If a line in the records below includes the word "water", count it, then give the total and nothing else.

________________

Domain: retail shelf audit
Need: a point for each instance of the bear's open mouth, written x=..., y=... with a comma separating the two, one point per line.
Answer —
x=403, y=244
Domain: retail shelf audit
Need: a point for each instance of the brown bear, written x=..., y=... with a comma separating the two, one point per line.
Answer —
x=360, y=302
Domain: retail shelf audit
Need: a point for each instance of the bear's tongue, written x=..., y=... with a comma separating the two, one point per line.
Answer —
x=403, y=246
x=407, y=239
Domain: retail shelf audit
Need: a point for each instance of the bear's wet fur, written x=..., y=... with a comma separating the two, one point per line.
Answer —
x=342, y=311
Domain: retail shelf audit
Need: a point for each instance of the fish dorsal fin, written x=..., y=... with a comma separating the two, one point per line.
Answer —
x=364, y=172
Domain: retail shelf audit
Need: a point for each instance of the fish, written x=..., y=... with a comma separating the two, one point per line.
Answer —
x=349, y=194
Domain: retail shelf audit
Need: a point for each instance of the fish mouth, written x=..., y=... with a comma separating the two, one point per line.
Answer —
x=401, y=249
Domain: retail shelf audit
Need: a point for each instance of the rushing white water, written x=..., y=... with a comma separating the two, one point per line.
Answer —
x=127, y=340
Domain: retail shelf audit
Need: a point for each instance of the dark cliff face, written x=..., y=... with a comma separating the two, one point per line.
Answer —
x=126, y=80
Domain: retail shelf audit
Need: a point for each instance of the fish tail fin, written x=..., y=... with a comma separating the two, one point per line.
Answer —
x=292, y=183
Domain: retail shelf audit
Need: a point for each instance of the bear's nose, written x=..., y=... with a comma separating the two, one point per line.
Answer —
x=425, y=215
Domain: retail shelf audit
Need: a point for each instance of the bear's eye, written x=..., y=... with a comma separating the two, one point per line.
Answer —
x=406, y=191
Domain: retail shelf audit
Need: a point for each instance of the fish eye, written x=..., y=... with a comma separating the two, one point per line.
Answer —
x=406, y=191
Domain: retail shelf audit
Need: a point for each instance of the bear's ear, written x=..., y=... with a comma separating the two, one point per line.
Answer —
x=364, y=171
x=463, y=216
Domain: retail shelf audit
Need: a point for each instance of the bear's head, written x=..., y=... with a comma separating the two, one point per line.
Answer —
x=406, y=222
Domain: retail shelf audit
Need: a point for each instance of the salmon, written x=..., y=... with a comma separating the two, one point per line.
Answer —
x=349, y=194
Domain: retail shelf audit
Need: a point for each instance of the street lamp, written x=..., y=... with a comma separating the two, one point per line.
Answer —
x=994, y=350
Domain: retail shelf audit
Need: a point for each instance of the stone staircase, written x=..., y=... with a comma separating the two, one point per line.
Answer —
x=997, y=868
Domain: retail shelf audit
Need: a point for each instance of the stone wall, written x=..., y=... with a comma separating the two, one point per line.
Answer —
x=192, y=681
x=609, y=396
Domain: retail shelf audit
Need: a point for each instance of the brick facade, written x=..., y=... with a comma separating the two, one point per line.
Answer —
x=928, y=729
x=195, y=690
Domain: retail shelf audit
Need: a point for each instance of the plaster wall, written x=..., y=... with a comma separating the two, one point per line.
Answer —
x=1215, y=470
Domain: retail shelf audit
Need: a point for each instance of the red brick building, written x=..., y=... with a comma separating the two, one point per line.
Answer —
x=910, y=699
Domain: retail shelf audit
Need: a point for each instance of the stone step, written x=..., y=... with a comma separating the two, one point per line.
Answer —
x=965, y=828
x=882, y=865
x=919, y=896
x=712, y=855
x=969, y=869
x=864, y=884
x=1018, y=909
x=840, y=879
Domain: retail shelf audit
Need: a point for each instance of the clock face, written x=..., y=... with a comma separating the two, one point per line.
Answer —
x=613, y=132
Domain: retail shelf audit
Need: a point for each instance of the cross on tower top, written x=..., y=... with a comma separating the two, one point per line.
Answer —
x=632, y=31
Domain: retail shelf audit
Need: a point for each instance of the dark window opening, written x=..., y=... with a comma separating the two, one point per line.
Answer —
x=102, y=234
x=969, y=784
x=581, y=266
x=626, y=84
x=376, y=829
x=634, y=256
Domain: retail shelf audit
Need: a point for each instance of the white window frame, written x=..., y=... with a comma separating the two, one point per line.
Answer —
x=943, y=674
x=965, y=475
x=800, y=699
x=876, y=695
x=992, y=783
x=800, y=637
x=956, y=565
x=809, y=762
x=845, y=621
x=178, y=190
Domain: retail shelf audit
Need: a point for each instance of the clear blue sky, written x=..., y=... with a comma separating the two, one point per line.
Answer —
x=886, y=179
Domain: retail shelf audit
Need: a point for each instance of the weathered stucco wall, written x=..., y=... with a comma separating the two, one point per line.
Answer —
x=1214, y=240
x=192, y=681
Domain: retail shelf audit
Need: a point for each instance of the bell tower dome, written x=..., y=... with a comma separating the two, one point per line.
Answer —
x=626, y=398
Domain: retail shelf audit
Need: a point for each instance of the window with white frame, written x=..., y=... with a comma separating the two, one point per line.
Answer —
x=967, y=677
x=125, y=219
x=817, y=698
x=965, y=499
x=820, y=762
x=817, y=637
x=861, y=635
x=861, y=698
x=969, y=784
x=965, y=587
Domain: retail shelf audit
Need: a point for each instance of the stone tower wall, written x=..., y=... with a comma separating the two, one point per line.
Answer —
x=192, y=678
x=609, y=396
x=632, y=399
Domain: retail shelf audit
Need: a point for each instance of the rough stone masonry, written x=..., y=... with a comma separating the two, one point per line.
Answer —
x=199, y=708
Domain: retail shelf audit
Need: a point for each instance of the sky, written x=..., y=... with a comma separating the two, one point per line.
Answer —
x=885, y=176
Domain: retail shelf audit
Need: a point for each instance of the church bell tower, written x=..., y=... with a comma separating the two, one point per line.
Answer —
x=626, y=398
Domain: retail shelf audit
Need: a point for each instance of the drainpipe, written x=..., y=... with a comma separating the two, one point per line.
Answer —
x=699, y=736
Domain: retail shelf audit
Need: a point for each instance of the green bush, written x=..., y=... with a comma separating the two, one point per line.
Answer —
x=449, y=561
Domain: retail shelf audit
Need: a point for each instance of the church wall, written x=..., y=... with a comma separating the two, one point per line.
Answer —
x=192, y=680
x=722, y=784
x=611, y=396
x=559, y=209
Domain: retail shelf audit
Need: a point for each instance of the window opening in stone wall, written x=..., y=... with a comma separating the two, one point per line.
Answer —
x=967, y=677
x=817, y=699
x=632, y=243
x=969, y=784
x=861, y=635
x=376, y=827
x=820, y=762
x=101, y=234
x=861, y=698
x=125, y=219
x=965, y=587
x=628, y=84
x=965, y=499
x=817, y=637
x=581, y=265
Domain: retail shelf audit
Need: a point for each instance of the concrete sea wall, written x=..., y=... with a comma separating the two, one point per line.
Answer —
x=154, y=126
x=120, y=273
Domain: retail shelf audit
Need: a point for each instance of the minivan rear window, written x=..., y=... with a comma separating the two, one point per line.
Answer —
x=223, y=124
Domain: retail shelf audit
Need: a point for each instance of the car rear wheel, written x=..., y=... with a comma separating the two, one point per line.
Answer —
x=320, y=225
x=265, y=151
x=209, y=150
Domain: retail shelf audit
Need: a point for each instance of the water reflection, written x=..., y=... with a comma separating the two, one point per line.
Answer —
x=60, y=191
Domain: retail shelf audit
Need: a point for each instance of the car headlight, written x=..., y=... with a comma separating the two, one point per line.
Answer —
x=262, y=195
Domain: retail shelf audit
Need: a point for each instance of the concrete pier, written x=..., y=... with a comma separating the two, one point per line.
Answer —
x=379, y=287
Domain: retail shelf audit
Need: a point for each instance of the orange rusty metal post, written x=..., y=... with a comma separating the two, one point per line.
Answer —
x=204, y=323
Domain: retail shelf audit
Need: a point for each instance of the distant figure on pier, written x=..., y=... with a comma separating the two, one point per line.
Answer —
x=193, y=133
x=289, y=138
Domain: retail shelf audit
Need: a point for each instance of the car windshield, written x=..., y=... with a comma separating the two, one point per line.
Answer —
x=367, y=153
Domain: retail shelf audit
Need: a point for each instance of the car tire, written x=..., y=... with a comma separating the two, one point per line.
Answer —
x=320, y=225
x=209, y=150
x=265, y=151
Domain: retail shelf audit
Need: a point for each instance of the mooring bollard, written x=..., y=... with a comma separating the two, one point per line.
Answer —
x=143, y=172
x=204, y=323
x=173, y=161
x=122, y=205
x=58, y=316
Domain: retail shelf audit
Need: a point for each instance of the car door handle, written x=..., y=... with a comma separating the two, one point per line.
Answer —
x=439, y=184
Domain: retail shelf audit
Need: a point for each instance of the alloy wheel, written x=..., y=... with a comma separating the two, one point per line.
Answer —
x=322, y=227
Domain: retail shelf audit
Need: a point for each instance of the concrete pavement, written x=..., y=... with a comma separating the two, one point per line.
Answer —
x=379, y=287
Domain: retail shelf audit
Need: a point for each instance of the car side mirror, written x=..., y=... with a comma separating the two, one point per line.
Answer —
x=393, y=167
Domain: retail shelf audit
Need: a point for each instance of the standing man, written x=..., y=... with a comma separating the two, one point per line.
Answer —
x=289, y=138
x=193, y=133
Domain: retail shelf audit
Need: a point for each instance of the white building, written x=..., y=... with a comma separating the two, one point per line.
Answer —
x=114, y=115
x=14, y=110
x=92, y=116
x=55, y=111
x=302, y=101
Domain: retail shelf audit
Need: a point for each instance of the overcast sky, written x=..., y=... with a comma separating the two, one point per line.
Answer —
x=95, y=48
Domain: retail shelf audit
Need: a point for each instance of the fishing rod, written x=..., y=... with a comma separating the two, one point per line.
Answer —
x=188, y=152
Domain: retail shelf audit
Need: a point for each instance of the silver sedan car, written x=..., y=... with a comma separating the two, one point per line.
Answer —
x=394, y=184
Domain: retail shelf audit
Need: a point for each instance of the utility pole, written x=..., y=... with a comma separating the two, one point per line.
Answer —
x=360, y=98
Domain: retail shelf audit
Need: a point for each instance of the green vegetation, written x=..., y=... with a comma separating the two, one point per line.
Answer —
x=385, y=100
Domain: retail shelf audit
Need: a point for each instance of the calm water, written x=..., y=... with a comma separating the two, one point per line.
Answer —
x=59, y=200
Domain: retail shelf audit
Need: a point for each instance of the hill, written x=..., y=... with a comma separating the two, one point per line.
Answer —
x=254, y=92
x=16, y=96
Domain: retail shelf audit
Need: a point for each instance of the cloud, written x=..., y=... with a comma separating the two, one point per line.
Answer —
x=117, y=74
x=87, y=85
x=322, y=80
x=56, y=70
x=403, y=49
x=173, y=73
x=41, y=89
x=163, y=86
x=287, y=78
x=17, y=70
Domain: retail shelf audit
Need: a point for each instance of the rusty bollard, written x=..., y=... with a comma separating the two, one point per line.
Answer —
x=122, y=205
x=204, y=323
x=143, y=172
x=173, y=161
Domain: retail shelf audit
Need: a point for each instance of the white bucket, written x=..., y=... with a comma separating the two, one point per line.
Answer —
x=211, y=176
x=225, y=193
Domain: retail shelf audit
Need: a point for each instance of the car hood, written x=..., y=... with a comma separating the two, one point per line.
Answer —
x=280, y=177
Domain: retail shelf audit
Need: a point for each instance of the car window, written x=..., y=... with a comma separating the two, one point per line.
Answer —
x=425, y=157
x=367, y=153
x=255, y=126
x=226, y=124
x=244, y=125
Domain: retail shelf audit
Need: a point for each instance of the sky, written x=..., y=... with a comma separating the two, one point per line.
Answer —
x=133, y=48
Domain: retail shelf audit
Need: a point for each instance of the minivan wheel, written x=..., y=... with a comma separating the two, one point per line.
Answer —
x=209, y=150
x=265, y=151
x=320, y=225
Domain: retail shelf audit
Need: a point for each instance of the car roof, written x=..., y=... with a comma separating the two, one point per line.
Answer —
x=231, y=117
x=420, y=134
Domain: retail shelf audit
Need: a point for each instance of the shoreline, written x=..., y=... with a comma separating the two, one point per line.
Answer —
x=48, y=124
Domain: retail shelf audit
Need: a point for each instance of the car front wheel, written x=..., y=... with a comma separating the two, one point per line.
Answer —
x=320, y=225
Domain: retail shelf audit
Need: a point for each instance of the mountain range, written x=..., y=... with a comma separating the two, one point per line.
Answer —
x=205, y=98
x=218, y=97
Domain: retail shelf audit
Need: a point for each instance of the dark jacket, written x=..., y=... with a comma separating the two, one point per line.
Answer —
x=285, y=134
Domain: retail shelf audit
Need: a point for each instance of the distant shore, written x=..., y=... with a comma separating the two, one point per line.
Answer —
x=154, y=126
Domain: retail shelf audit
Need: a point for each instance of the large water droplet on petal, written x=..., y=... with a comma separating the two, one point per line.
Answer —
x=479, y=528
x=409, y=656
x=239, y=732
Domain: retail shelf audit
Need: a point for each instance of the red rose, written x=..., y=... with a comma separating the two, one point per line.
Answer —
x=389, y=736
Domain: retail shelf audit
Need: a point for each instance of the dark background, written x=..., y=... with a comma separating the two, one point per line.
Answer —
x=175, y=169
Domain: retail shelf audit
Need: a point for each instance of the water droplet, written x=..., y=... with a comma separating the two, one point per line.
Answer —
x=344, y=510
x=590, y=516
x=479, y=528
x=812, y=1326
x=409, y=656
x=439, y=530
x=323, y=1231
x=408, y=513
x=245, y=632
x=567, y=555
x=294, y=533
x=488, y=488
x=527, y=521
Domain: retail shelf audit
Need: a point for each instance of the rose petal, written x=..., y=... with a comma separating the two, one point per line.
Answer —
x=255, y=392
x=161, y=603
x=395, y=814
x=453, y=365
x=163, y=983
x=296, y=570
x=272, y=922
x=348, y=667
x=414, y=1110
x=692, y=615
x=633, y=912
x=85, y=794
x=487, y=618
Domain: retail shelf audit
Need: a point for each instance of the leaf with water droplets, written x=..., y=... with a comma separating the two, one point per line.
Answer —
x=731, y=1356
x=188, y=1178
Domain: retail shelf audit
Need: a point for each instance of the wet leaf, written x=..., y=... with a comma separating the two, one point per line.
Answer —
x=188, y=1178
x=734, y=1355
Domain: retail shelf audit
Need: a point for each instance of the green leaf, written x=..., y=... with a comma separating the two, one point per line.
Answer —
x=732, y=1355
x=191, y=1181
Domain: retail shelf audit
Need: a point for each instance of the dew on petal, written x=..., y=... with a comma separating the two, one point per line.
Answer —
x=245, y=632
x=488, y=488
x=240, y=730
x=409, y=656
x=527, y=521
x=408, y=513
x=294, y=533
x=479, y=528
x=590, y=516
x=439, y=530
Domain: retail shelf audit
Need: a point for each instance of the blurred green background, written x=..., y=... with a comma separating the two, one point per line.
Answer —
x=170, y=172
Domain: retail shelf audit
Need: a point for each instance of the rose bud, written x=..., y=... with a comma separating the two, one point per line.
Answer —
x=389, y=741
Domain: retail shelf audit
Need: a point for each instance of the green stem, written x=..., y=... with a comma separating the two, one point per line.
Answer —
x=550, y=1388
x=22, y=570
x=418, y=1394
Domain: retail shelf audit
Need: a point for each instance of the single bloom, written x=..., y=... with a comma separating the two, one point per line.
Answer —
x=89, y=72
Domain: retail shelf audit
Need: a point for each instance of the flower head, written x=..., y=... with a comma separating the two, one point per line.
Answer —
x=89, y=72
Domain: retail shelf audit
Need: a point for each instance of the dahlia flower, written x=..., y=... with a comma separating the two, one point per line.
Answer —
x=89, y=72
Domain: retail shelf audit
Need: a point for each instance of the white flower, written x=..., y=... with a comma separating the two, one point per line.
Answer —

________________

#### EXERCISE ANSWER
6